#### Rows from a segmentation dataset:

+ + + +

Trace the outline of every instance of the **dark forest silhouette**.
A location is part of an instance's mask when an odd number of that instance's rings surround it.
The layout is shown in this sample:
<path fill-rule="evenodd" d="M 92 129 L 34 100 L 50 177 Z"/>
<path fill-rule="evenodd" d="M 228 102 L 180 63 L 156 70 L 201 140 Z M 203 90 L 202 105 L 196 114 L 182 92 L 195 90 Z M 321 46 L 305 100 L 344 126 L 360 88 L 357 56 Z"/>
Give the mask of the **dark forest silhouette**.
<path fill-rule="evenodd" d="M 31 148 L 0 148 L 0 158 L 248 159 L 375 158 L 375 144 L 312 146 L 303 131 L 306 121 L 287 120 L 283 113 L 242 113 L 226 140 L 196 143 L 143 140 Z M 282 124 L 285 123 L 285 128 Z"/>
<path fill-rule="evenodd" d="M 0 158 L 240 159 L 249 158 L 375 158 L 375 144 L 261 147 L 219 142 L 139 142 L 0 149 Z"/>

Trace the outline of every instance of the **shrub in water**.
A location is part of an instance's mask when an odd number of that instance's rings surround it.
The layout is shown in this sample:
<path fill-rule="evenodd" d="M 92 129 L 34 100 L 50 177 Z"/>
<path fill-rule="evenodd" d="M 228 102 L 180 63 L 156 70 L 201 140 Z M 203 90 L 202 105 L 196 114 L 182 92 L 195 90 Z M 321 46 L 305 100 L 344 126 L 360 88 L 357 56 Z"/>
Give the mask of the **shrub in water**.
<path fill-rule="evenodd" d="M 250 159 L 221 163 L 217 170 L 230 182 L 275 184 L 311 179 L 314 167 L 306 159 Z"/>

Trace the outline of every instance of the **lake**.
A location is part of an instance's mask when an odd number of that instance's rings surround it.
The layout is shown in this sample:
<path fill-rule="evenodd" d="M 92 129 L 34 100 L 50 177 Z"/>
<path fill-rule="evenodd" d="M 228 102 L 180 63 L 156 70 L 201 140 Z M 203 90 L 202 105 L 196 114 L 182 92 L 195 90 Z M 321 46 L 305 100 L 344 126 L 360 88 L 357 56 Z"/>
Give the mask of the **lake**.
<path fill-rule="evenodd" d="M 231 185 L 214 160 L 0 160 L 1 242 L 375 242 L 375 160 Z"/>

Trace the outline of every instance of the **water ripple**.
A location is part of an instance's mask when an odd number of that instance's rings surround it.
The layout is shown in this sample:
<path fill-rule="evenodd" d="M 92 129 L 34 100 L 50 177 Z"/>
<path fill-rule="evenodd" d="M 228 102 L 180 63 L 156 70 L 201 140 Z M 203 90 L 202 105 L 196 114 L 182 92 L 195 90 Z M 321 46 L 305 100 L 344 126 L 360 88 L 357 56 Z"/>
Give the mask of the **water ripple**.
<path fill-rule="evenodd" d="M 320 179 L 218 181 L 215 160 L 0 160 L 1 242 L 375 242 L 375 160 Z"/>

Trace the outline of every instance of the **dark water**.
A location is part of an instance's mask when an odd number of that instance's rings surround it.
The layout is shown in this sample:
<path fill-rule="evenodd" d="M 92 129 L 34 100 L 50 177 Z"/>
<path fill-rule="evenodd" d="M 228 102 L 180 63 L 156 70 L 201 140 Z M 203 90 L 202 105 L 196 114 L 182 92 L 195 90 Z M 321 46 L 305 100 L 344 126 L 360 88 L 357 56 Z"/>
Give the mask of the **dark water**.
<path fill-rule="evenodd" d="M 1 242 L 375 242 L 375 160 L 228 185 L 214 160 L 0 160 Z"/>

+ + + +

#### Work to do:
Write out these records again, reproducing every line of each one character for character.

#### Answer:
Trace the outline of every instance of the **dark forest silhouette**.
A location is part of an instance's mask when an odd number of that instance's rings surround it.
The layout is shown in this sample:
<path fill-rule="evenodd" d="M 92 129 L 34 100 L 50 177 Z"/>
<path fill-rule="evenodd" d="M 228 102 L 180 63 L 156 70 L 201 140 Z M 203 90 L 202 105 L 196 114 L 182 92 L 195 90 Z M 321 46 L 305 100 L 344 126 L 360 88 L 357 56 Z"/>
Give the mask of the **dark forest silhouette**.
<path fill-rule="evenodd" d="M 31 148 L 0 148 L 0 158 L 248 159 L 375 158 L 375 144 L 312 146 L 303 131 L 306 121 L 287 120 L 283 113 L 242 113 L 226 140 L 196 143 L 143 140 Z M 282 124 L 285 123 L 285 128 Z"/>
<path fill-rule="evenodd" d="M 0 158 L 240 159 L 249 158 L 375 158 L 375 144 L 261 147 L 219 142 L 139 142 L 0 149 Z"/>

Trace the outline of every instance of the **shrub in water**.
A location is part of an instance's mask when an odd number of that instance's rings surround it.
The layout is shown in this sample:
<path fill-rule="evenodd" d="M 92 129 L 34 100 L 50 177 Z"/>
<path fill-rule="evenodd" d="M 228 102 L 180 63 L 156 70 L 201 140 Z M 203 90 L 202 105 L 196 114 L 182 92 L 195 90 Z M 321 46 L 305 100 L 344 126 L 360 88 L 357 56 Z"/>
Give the mask of the **shrub in water**.
<path fill-rule="evenodd" d="M 250 159 L 221 163 L 217 170 L 230 182 L 275 184 L 311 179 L 314 167 L 306 159 Z"/>

Trace the outline of every instance of the **lake**.
A location is part of an instance's mask when an odd number of that instance's rings surround it.
The layout is shown in this sample:
<path fill-rule="evenodd" d="M 92 129 L 34 100 L 50 177 Z"/>
<path fill-rule="evenodd" d="M 228 102 L 180 63 L 156 70 L 201 140 Z M 203 90 L 202 105 L 196 114 L 182 92 L 195 90 Z M 321 46 L 305 100 L 344 126 L 360 88 L 357 56 Z"/>
Give the mask of the **lake**.
<path fill-rule="evenodd" d="M 231 185 L 214 160 L 0 160 L 1 242 L 375 242 L 375 160 Z"/>

Trace the outline of every instance of the **water ripple**.
A location is part of an instance's mask when an odd number of that instance's rings surround it.
The layout is shown in this sample:
<path fill-rule="evenodd" d="M 92 129 L 34 100 L 50 177 Z"/>
<path fill-rule="evenodd" d="M 228 102 L 180 63 L 156 70 L 201 140 Z M 203 90 L 202 105 L 196 114 L 182 92 L 195 90 Z M 321 46 L 305 100 L 344 126 L 360 88 L 357 56 Z"/>
Give the mask of the **water ripple**.
<path fill-rule="evenodd" d="M 320 179 L 218 181 L 215 160 L 0 160 L 1 242 L 375 242 L 375 160 Z"/>

Trace the outline of every instance of the **dark water**.
A location is part of an instance's mask when an odd number of that instance's rings surround it.
The layout is shown in this sample:
<path fill-rule="evenodd" d="M 92 129 L 34 100 L 50 177 Z"/>
<path fill-rule="evenodd" d="M 228 102 L 180 63 L 156 70 L 201 140 Z M 203 90 L 202 105 L 196 114 L 182 92 L 195 90 Z M 321 46 L 305 100 L 344 126 L 360 88 L 357 56 Z"/>
Give the mask of the **dark water**.
<path fill-rule="evenodd" d="M 1 242 L 375 242 L 375 160 L 228 185 L 214 160 L 0 160 Z"/>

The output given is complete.